# Picture of my tupperdor!



## ShawnBC (Feb 28, 2011)

Hi guys!

Was searching for the 'post a picture of your humidor' thread to not make a new thread just for one picture, but didn't find it with the search function. Pretty sure there was one?

Anyway, here is my tupperdor. It's been one month since I discovered this place (and cigar world), and look what you guys have done to me!



I think the rule says no topic specific about Cuban cigars questions but pictures of Habanos in humidor are OK. Hope I'm not breaking the rules (they are legal in my country).

Now I'm gonna need a real humidor soon to wrap these babies up!

Good day to you all!


----------



## ShawnBC (Feb 28, 2011)

Please excuse the bad photography, I am more skilled that that usually but didn't want to take out the DSLR and flashes for one snapshot so I grabbed my girlfriend's point and shoot.


----------



## Reino (Sep 13, 2010)

nice pic and sticks.
Did you pick most of the blue KL out or is that how it poured out?


----------



## TonyBrooklyn (Jan 28, 2010)

Very nice love the Kitty Litter!!!!!!!!!!!!


----------



## primetime76 (Feb 8, 2011)

Some good looking sticks there! I should get a kitty litter set up and a digital hydro as well...sick of guessing if my analog is correct.


----------



## ShawnBC (Feb 28, 2011)

@Reino: yes, there was some blue crystals in the kitty litter. I picked out most (the big ones) but I am not anal about this, so I didn't care for the smaller light blue ones. It is unscented anyway.

@TonyBrooklyn: yes, proud supporter of the kitty litter. So far so good so I don't plan on changing anytime soon. And silica crystal is silica crystal after all, be it kitter litter or heartfelt beads!


----------



## cubanrob19 (Jun 15, 2010)

Very nice my friend! and welcome down the slippery slope!


----------



## Cigary (Oct 19, 2007)

Yes sir that is how it be. Ya know you can get the 'big' 2.4 gallong RubberMaid as well...it holds about 200 cigars or more...I have 5 of them. Welcome to the Tupperador Team!


----------



## 4pistonjosh (Nov 10, 2008)

Looks like a good start


----------



## ShawnBC (Feb 28, 2011)

● **EXERCISE TASK 1**
Update the tupperdor thread between "Some good looking" and "is unscented anyway.", inclusive, replacing "digital hydro" with "digital hygrometer".
● **EXERCISE TASK 2**
In the tupperdor thread, how many of the large RubberMaid containers does Cigary say he owns?
● **EXERCISE TASK 3**
Continue the tupperdor thread from its final line.
The material that comes next is unrelated to the tupperdor thread.

● **DATASET SECTION**

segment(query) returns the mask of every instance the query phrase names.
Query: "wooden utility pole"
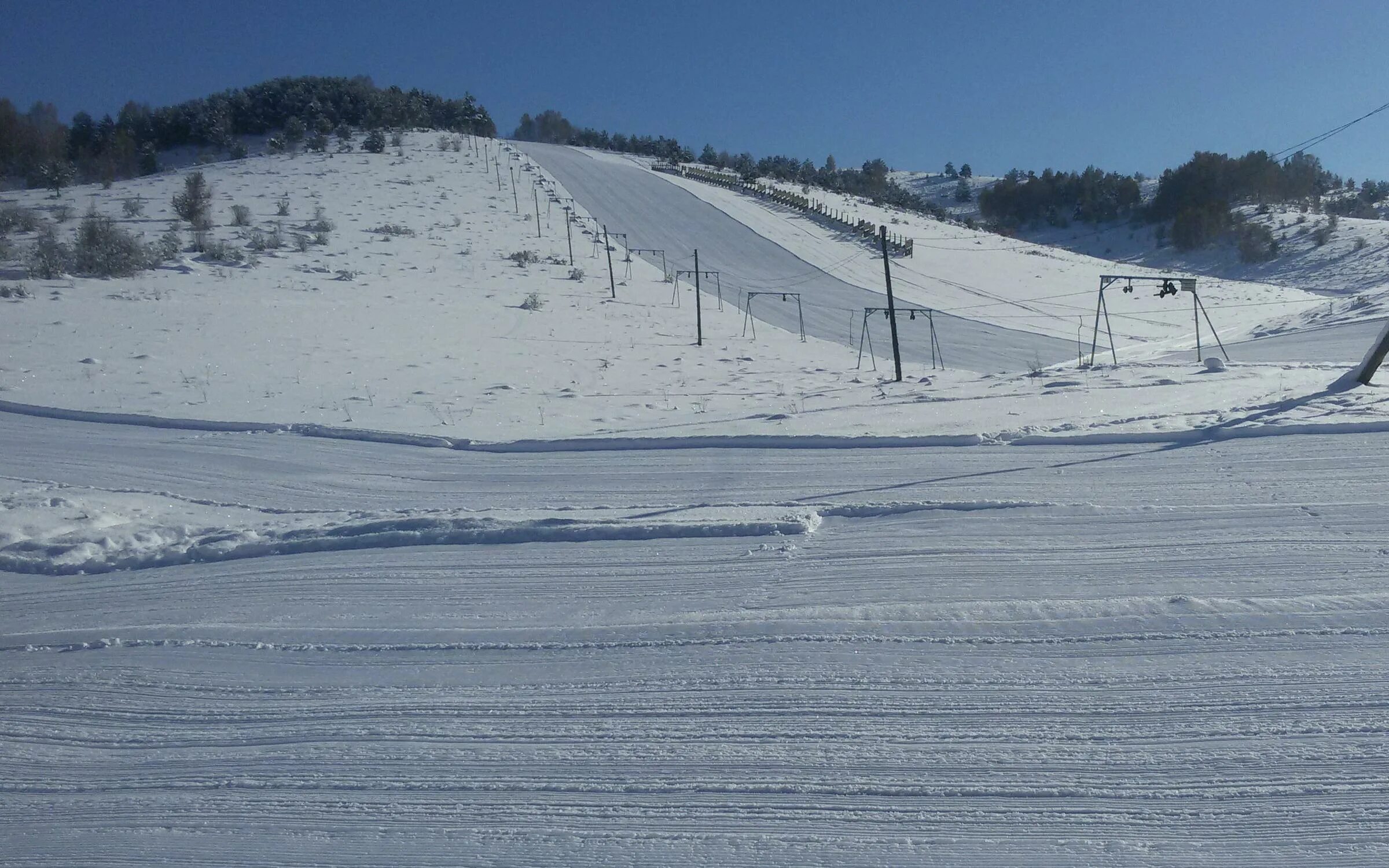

● **FINAL RESULT 1**
Some good looking sticks there! I should get a kitty litter set up and a digital hygrometer as well...sick of guessing if my analog is correct.


----------



## ShawnBC (Feb 28, 2011)

@Reino: yes, there was some blue crystals in the kitty litter. I picked out most (the big ones) but I am not anal about this, so I didn't care for the smaller light blue ones. It is unscented anyway.

● **FINAL RESULT 2**
Five.

● **FINAL RESULT 3**
Can't wait for the nice weather to come around and sit on my balcony with a good beer and try one of those!


----------



## fishkilla (Jan 29, 2011)

Cigary said:


> Yes sir that is how it be. Ya know you can get the 'big' 2.4 gallong RubberMaid as well...it holds about 200 cigars or more...I have 5 of them. Welcome to the Tupperador Team!


 Gees Gary Im beginning to think you might have a problem. LOL Just kidding bro.


----------



## fishkilla (Jan 29, 2011)

Very nice sticks Shawn. They look like they need smoked.


----------



## Cigary (Oct 19, 2007)

fishkilla said:


> Gees Gary Im beginning to think you might have a problem. LOL Just kidding bro.


You got that right but its a problem I can live with. :laugh:


----------



## russ812 (Aug 14, 2010)

ShawnBC said:


> Hi guys!
> 
> Was searching for the 'post a picture of your humidor' thread to not make a new thread just for one picture, but didn't find it with the search function. Pretty sure there was one?
> 
> ...


If that's as far down the slope you've fallen after a month you're not doing too badly!

Did you notice Gary's post about the rubbermaid bins?  You'll be wanting something larger soon...(I went with a 48 qt cooler myself, check Wal-Mart if they have one near you.)


----------



## Cigary (Oct 19, 2007)

russ812 said:


> If that's as far down the slope you've fallen after a month you're not doing too badly!
> 
> *Did you notice Gary's post about the rubbermaid bins?  You'll be wanting something larger soon*...(I went with a 48 qt cooler myself, check Wal-Mart if they have one near you.)


Here is what the 2.4 gallon size looks like and they work as good as any humidor I have and I have too many. lol Each one can hold as many as 200 singles.


----------



## athomas2 (May 13, 2007)

I wish i could get my tupperdor to 66%. mine has read 84% for awhile...


----------



## Frodo (Oct 1, 2009)

athomas2 said:


> I wish i could get my tupperdor to 66%. mine has read 84% for awhile...


Prop up part of the lid and the RH will go down.


----------



## athomas2 (May 13, 2007)

Frodo said:


> Prop up part of the lid and the RH will go down.


how often? cuz it seems to be spiked the entire day.


----------



## athomas2 (May 13, 2007)

Sorry for some interthread convo. Nice Sticks, once i get out of college i'll have to get some of those.


----------



## Cigary (Oct 19, 2007)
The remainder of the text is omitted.